**DOCUMENT SECTION**
Women’s March becomes a goose step

The first Women’s March, in January 2017, was a giant, boisterous success. President Trump had just been inaugurated, and plenty of people were angry enough to take to the streets. They were “the Resistance,” ready to fight Trump and his new administration. Four of the march leaders, Linda Sarsour, Tamika Mallory, Carmen Perez, and the pseudonymous Bob Bland, would become famous. An estimated 4,157,894 people participated in 653 marches across America, including between half a million to a million people in Washington, D.C., alone. It was the biggest single-day demonstration in America ever.

In 2019, it’s a different story. Left-liberal anger over the Trump presidency remains strong. But the Women’s March is in disarray, a darkened but diminished shadow of what it was only two years ago. Only an estimated 665,324-735,978 people attended this year’s demonstrations. Perhaps thankfully, our Facebook feeds weren’t filled with smiling women wearing pink hats and holding clever signs.

Something had happened.

The Women’s March has openly embraced anti-Semitism. In the face of legitimate criticism, march leaders continually circled their wagons, calling their foes racist or Islamophobic, hid behind “progressive” intersectional rhetoric about marginalized voices, and assailed former allies when they felt attacked.

The march itself became about everything and was therefore about nothing. It expanded from its original anti-Trump motivations to encompass a laundry list of sweeping and unrelated lefty causes, including general policy stances such as enacting universal healthcare and an Equal Rights Amendment, “environmental justice,” and “ending war.”

The sharp downward trajectory of the Women’s March shows how easily such movements are corrupted. Lacking any animating values beyond “resisting” and any shared principle other than being against Trump, the march was prey to grifters, bigots, and fringe radicals. Almost from the start, the organization was co-opted by a cadre of professional activists who elevated themselves above others and co-opted the march to their ends.

In an investigative essay in Tablet magazine last December, Leah McSweeney and Jacob Siegel exposed in detail how the march’s original organizers were pushed aside. The idea for the march grew out of a private event page on Facebook handled by several social media acquaintances around the country, but it was quickly and deliberately transformed into a vehicle that promoted Bob Bland, Tamika Mallory, Carmen Perez, and Linda Sarsour “as the public face of what was, in reality, an otherwise amorphous movement.”

As would come to be widely known, three of these women — Mallory, Perez, and Sarsour — “bizarrely professed their admiration for the openly anti-Semitic, homophobic, and misogynistic Nation of Islam preacher Louis Farrakhan.”

These ideas were present from the march’s earliest hours. At a rooftop planning meeting in November 2016, “Perez and Mallory allegedly first asserted that Jewish people bore a special collective responsibility as exploiters of black and brown people,” Tablet reported. Evvie Harmon, one of the founders of the March, recounted to Tablet another instance where Mallory and Perez publicly berated another founder, Vanessa Wruble, for being Jewish. By March 2017, neither Harmon nor Wruble were on the Women’s March board, ousted by the new leadership and their white-shoe law firm, Skadden, Arps, Slate, Meagher & Flom LLP.

On Dec. 23, the New York Times published an article detailing numerous accusations of anti-Semitism against Women’s March leaders and their association with Farrakhan, bringing the long-simmering issue to a head.

**PROVIDED MATERIAL**
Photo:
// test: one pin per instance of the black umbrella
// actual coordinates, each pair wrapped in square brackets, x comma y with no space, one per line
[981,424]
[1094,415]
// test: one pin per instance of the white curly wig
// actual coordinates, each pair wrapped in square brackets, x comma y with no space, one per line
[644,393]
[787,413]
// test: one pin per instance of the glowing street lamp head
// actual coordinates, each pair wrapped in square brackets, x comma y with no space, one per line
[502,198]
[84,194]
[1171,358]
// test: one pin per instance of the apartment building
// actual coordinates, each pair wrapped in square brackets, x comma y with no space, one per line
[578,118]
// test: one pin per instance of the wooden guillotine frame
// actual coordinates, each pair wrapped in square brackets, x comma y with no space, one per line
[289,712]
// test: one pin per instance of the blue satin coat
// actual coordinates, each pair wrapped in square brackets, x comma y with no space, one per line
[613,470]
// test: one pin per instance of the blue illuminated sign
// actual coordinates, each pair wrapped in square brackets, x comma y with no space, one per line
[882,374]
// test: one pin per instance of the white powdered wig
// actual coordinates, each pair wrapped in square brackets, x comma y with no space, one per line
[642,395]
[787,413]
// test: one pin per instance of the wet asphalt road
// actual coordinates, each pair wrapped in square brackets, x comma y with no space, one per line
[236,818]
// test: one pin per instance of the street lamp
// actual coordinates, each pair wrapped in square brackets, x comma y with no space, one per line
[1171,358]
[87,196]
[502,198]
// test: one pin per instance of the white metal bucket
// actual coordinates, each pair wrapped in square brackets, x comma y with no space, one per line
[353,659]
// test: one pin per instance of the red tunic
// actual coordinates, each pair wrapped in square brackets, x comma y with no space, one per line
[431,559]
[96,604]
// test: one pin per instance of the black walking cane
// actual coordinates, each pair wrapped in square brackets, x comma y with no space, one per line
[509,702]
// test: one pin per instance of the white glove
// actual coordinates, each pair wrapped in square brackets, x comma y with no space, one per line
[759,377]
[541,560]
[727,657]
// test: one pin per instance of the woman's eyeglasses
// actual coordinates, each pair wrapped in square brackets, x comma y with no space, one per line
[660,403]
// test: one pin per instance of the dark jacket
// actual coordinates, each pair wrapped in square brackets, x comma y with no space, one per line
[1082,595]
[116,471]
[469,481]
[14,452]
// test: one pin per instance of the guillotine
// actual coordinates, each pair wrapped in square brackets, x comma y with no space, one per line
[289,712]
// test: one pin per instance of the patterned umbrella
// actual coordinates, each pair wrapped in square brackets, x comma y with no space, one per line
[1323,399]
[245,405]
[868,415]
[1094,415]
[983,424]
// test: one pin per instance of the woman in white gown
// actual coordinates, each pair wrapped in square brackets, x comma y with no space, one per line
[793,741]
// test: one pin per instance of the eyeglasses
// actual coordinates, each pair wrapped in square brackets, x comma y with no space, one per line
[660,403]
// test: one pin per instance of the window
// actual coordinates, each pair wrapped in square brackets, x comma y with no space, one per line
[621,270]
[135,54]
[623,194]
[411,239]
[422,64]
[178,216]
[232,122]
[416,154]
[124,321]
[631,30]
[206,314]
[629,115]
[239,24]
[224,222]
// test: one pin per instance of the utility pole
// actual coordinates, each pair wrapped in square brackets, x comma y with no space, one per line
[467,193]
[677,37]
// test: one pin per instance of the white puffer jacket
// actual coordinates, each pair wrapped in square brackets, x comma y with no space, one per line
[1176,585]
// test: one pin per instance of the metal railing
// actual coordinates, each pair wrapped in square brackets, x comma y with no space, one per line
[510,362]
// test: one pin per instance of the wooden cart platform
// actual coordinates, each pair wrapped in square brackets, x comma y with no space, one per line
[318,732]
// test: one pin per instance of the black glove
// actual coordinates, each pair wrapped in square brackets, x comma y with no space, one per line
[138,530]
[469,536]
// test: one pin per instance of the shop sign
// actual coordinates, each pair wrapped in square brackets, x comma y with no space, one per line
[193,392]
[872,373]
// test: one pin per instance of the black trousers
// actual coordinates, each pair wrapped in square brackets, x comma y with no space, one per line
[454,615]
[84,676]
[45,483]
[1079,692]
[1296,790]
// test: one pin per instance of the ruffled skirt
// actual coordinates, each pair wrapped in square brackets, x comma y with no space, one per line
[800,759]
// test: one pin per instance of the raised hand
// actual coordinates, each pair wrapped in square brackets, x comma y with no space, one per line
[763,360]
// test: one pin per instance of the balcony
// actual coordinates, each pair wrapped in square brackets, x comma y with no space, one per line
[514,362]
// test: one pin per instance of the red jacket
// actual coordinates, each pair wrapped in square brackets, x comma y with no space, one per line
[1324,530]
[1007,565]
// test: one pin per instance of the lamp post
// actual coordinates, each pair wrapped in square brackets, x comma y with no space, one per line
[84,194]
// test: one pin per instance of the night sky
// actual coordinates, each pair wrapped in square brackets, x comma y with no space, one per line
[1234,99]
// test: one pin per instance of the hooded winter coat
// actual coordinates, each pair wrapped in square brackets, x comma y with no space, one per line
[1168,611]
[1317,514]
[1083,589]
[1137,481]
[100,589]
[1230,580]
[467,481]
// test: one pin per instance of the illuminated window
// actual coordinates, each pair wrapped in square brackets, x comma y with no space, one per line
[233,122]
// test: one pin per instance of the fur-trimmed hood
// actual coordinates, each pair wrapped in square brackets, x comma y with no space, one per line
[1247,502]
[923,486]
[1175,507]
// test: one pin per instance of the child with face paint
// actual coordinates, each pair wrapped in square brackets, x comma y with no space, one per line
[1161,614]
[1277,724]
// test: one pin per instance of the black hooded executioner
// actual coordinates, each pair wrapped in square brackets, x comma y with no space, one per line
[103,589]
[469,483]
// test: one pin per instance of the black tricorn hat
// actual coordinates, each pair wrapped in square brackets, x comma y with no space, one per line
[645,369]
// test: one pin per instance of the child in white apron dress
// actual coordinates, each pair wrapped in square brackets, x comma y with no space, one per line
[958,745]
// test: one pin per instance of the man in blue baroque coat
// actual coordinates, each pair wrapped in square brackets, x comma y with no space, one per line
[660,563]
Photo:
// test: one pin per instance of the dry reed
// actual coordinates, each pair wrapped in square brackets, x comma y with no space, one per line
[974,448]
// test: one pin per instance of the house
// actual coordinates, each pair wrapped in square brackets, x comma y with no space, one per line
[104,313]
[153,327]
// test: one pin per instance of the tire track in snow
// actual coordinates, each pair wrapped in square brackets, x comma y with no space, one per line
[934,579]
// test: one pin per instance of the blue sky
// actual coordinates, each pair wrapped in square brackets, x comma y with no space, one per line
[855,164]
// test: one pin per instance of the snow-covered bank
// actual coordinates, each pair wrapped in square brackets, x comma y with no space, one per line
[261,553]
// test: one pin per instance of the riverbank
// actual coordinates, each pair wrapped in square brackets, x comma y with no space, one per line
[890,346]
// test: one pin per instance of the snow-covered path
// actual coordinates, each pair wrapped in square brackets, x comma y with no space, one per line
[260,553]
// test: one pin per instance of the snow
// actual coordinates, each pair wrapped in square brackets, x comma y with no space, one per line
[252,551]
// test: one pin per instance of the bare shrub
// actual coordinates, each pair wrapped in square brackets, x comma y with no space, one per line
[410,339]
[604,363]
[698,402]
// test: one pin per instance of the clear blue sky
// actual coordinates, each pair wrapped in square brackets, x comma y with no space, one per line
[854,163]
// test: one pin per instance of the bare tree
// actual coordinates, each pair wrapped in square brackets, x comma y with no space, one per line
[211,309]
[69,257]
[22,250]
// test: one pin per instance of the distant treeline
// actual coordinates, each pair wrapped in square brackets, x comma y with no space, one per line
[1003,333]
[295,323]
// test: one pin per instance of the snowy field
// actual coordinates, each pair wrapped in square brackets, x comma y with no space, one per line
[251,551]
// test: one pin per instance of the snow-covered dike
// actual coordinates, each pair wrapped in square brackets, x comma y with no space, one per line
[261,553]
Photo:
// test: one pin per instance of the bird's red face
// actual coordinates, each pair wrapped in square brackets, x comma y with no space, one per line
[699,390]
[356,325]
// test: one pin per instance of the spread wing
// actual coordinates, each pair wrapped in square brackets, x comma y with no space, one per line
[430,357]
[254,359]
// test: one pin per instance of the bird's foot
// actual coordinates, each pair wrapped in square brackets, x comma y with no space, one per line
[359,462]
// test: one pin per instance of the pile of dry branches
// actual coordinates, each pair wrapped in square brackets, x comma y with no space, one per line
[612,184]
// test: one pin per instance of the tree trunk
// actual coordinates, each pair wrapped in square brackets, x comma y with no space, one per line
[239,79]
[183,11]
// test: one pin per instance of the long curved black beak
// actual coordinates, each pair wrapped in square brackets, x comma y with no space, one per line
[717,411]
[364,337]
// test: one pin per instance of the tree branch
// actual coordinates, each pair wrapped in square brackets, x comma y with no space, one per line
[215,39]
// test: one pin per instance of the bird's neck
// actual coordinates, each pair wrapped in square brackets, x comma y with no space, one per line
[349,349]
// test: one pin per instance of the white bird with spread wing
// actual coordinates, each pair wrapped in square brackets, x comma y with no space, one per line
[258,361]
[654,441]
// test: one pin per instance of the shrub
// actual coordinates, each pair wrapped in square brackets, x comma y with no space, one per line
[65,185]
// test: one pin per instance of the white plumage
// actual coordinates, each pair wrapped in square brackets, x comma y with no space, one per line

**WORK REQUIRED**
Rewrite the Women's March article starting at "In 2019, it’s" and ending at "holding clever signs.", substituting "knit caps" for "pink hats".

**ANSWER BELOW**
In 2019, it’s a different story. Left-liberal anger over the Trump presidency remains strong. But the Women’s March is in disarray, a darkened but diminished shadow of what it was only two years ago. Only an estimated 665,324-735,978 people attended this year’s demonstrations. Perhaps thankfully, our Facebook feeds weren’t filled with smiling women wearing knit caps and holding clever signs.